- _TASK DESCRIPTION_
Identify every line in the entries below that contains the word "wooden" and copy each of those lines out. Case counts.
----- SUPPLIED ENTRIES -----
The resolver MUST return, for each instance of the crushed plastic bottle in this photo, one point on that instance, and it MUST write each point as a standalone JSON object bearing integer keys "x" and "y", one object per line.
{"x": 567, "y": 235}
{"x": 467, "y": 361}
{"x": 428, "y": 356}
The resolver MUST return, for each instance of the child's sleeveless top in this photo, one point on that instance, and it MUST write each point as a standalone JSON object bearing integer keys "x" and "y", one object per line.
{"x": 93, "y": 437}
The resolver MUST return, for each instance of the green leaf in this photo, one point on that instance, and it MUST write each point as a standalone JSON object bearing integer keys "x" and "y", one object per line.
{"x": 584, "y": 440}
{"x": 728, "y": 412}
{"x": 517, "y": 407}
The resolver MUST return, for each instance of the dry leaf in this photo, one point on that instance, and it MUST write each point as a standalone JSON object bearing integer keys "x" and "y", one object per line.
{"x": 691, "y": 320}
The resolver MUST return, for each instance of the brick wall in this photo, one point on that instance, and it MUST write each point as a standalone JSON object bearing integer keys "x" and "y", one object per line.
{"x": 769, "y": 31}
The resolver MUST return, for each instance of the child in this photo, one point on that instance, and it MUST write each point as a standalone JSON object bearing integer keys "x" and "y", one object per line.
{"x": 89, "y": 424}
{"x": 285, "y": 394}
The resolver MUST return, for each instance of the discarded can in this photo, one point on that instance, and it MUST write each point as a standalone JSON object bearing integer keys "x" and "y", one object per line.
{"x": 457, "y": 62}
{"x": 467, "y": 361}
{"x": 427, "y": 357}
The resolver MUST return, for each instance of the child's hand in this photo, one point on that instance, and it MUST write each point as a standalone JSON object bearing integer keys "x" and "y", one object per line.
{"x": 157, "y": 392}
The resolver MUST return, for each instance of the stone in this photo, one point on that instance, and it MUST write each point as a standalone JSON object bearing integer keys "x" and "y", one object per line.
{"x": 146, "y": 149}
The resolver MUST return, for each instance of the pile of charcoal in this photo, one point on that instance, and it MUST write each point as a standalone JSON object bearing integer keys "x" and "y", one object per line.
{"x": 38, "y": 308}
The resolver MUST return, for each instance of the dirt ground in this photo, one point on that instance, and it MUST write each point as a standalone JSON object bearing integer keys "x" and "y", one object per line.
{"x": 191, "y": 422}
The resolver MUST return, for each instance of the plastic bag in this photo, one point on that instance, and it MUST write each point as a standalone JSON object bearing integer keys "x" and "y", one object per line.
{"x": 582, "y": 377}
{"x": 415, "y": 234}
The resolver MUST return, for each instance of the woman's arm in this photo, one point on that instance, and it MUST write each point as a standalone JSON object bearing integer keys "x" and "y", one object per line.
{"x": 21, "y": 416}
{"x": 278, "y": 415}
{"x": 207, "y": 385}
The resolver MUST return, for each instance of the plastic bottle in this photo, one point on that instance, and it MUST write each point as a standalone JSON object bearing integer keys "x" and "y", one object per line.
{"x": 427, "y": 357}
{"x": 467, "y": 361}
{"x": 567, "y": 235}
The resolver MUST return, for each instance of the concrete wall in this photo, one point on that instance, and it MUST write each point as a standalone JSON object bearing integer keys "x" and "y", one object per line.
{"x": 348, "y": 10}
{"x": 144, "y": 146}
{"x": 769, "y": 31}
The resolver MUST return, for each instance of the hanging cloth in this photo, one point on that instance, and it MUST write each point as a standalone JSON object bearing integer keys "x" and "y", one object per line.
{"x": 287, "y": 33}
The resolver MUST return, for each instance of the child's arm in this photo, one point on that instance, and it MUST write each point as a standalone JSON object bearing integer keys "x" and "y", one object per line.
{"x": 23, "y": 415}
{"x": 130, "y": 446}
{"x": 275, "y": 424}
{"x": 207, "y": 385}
-----
----- SUPPLIED ENTRIES -----
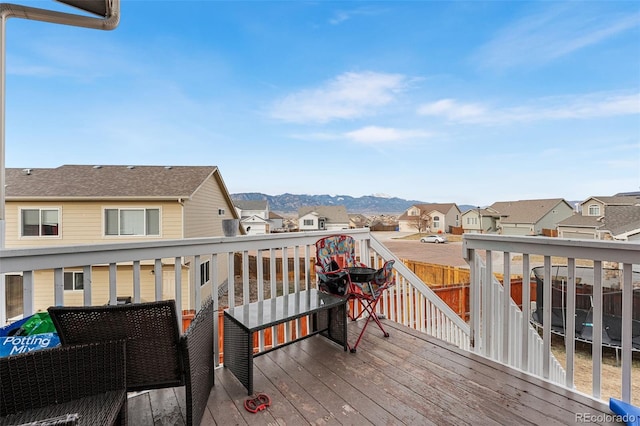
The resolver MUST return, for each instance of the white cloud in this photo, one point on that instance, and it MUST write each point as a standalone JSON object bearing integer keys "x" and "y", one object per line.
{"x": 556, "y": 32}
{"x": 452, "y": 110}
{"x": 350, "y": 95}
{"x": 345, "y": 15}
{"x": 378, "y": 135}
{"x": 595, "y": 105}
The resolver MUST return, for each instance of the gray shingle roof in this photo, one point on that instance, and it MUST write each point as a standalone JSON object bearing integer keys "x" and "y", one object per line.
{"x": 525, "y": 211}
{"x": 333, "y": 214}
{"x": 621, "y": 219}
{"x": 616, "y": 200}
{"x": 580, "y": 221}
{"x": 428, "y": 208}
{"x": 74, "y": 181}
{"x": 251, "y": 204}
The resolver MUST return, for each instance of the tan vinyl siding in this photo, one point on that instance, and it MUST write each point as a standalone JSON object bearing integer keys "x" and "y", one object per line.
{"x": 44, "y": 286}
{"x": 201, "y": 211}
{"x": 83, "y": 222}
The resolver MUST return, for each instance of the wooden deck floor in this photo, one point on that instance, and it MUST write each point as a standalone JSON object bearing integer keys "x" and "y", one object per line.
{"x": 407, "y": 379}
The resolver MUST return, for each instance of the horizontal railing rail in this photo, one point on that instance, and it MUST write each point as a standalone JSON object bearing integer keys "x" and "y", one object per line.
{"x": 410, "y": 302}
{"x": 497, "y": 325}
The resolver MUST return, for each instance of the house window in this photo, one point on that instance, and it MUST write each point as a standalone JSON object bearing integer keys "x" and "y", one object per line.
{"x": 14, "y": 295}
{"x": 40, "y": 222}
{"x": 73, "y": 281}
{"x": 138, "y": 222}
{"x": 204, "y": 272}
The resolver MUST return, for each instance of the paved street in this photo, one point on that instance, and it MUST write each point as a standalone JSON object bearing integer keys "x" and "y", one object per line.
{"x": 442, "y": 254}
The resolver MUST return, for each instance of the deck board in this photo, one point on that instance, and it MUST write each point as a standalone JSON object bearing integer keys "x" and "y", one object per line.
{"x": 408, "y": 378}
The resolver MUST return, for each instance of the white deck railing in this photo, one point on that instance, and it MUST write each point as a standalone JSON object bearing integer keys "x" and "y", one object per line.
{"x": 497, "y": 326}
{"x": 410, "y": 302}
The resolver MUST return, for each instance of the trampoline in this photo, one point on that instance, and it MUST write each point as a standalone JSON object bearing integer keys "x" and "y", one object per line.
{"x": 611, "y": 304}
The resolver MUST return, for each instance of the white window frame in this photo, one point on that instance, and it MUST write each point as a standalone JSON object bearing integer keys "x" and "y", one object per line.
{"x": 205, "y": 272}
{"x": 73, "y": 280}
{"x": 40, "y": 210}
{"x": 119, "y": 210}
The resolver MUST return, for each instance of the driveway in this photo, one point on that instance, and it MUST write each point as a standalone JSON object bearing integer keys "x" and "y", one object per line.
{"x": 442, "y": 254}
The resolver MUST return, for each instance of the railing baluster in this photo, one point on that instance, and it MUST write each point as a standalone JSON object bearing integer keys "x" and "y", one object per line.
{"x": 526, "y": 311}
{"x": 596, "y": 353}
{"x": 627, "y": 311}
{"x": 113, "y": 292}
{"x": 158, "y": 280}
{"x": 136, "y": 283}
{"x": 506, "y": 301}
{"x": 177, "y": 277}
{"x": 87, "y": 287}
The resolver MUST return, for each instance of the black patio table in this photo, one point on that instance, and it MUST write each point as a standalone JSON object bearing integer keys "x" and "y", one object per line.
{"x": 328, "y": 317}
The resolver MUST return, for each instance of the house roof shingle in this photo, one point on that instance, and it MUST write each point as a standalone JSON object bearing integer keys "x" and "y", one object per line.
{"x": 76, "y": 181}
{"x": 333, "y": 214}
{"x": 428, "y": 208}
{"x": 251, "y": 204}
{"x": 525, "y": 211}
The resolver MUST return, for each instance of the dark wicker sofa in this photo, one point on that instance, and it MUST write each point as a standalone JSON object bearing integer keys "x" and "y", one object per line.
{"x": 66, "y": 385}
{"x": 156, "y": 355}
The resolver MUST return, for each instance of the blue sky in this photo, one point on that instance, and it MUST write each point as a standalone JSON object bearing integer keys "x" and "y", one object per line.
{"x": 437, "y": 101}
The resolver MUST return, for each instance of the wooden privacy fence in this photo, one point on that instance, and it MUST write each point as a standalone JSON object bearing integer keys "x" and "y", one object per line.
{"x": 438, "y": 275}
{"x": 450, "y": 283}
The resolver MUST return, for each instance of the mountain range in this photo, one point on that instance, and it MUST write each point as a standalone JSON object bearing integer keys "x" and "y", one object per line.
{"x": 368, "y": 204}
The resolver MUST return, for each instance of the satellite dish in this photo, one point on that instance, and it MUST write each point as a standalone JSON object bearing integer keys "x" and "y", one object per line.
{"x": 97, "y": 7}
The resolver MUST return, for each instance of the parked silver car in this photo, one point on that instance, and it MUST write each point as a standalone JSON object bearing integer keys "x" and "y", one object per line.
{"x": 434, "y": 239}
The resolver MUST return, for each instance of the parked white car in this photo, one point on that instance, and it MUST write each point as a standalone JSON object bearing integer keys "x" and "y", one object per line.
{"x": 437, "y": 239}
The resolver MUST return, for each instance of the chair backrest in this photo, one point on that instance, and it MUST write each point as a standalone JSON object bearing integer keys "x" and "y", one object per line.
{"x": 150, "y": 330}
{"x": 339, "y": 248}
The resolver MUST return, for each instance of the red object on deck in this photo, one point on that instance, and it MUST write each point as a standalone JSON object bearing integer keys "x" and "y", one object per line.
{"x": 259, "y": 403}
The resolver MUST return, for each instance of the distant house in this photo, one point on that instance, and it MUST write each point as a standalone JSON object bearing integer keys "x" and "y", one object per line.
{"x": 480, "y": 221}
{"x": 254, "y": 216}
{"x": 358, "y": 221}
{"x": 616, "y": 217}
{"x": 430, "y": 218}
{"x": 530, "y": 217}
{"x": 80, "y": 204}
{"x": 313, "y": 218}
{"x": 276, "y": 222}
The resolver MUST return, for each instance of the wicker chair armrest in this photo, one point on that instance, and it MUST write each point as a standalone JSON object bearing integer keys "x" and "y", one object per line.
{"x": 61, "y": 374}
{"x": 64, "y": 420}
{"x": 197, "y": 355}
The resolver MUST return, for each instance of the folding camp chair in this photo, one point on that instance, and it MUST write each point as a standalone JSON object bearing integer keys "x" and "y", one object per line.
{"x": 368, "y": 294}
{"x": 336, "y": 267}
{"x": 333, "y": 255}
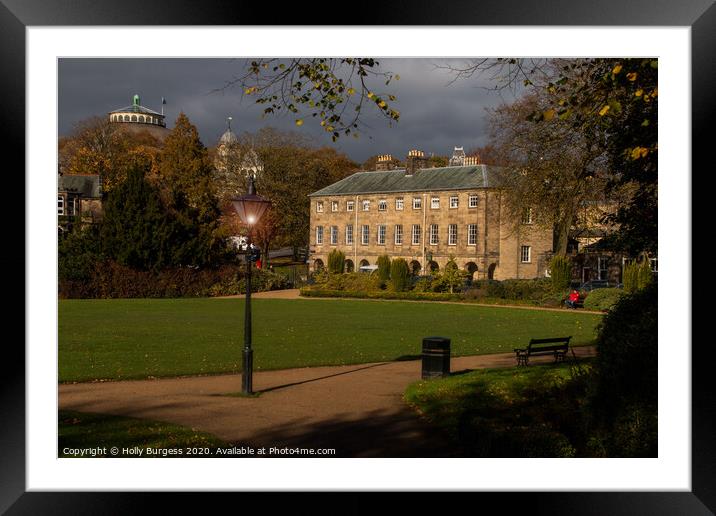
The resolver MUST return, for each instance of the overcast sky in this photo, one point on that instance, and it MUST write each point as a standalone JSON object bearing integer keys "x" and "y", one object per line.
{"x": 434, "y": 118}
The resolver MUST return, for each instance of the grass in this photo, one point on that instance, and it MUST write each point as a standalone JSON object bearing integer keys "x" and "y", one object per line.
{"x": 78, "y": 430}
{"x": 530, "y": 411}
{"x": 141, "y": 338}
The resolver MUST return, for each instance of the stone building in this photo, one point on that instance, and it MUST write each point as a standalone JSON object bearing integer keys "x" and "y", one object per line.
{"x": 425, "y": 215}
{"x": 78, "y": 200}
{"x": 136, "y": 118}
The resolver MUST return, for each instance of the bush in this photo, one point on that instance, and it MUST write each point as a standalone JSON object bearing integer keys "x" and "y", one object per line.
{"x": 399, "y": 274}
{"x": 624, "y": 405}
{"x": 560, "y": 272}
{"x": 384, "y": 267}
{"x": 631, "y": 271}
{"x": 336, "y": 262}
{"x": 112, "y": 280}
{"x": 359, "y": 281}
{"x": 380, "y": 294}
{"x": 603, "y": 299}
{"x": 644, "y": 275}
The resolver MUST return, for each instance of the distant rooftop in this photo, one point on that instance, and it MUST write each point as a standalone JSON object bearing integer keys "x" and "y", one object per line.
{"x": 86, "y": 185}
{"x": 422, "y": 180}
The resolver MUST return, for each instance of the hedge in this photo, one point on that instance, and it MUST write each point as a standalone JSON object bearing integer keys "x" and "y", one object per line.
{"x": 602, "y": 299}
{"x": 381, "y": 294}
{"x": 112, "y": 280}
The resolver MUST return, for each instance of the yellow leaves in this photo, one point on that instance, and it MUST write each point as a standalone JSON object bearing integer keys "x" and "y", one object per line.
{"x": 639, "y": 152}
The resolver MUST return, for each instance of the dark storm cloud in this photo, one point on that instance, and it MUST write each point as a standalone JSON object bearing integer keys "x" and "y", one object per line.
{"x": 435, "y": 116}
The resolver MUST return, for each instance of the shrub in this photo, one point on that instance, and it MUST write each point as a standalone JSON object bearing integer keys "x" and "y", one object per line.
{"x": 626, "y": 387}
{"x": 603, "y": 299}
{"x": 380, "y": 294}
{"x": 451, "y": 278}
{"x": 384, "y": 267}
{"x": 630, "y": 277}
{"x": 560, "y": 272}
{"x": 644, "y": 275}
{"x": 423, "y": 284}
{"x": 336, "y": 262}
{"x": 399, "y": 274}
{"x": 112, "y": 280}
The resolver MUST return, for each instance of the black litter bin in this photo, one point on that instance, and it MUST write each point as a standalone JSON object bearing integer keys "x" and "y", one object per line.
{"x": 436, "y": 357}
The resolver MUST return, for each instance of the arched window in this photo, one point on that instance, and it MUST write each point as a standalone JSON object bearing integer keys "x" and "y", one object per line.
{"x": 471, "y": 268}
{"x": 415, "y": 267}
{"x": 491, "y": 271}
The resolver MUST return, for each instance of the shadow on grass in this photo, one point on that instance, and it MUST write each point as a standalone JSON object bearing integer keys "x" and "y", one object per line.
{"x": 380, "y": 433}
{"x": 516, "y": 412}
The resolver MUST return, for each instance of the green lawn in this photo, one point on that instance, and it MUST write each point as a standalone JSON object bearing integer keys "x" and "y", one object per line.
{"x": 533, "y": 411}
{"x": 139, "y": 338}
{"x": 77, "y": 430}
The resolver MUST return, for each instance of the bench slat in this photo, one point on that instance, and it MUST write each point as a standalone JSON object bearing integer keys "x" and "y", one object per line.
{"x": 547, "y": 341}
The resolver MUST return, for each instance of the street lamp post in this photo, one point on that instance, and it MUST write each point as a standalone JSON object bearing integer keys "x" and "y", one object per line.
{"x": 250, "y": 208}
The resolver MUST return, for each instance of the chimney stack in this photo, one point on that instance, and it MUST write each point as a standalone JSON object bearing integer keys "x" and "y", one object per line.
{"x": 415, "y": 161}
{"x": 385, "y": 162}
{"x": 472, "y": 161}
-----
- _ANSWER TO THE EXERCISE_
The resolver MUST return, for each instance of the wooden deck floor in this photo, one point on that instance, and it MUST write each point as a standalone JSON object bearing integer keys "x" and "y", one object per line.
The resolver MUST return, for each instance of the wooden privacy fence in this photo, one point on that instance, and it MUST write each point as a standalone JSON object bearing integer keys "x" and "y", one object per line.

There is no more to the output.